Democrats who not-so-quietly cheered for Sarah Palin to emerge as the 2012 GOP presidential nominee were pinching themselves when the increasingly shrill Palin seemed to fade and the erratic Michele Bachmann displaced her.
Now that Donald Trump has elbowed his way into the spotlight among the potential Republican nominees, giddy Democrats can’t believe their good fortune.
With polls showing The Donald as a legitimate contender – and one survey putting him at a tie as the GOP frontrunner – the Dems now see the opportunity to pounce. And Republican Party political pros are getting nervous.
It’s important to point out that Trump made noises in 1988 about running for president as a Democrat. Then in 1999 he sounded like he would be a contender as an independent. Now, in 2011, he’s transformed himself into a conservative Republican.
It’s as if every 11 years he rears his ugly head (I won’t comment on the hair) and pretends that he wants to rule this nation – an exercise designed to massage his ego.
Though The Donald was a longtime pro-choice advocate on the abortion issue and supported pro-choice causes, he now says that he is pro-life.
He once supported a big surtax on the wealthy, a public option in a universal health care system, and limited gun control.
Today, he panders to the Tea Partiers who exalt him and pretends that he’s a solid conservative who never held those positions in the past.
The political newbies in the Tea Party movement can be forgiven, to some extent, for quickly latching onto Trump’s political sideshow. But one Republican strategist recently warned that, over the years, the real estate mogul has taken “every side of every issue.”

■ ■ ■

OBJECTIVE
Reproduce everything from "It’s as if every" down to "in the past." in the opinion piece on Donald Trump, with no changes to the wording. The data that comes after this text is separate material.

DATA SHOWN
■ ■ ■

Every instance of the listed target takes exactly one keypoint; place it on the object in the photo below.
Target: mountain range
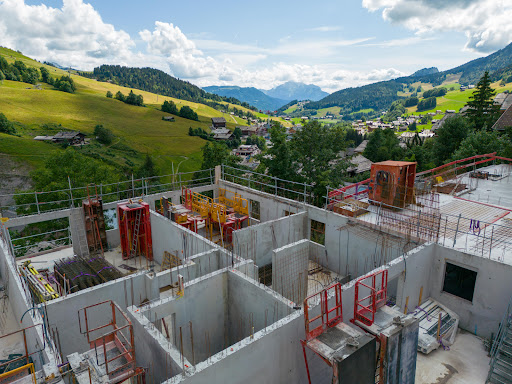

■ ■ ■

CORRECT RESPONSE
It’s as if every 11 years he rears his ugly head (I won’t comment on the hair) and pretends that he wants to rule this nation – an exercise designed to massage his ego.
Though The Donald was a longtime pro-choice advocate on the abortion issue and supported pro-choice causes, he now says that he is pro-life.
He once supported a big surtax on the wealthy, a public option in a universal health care system, and limited gun control.
Today, he panders to the Tea Partiers who exalt him and pretends that he’s a solid conservative who never held those positions in the past.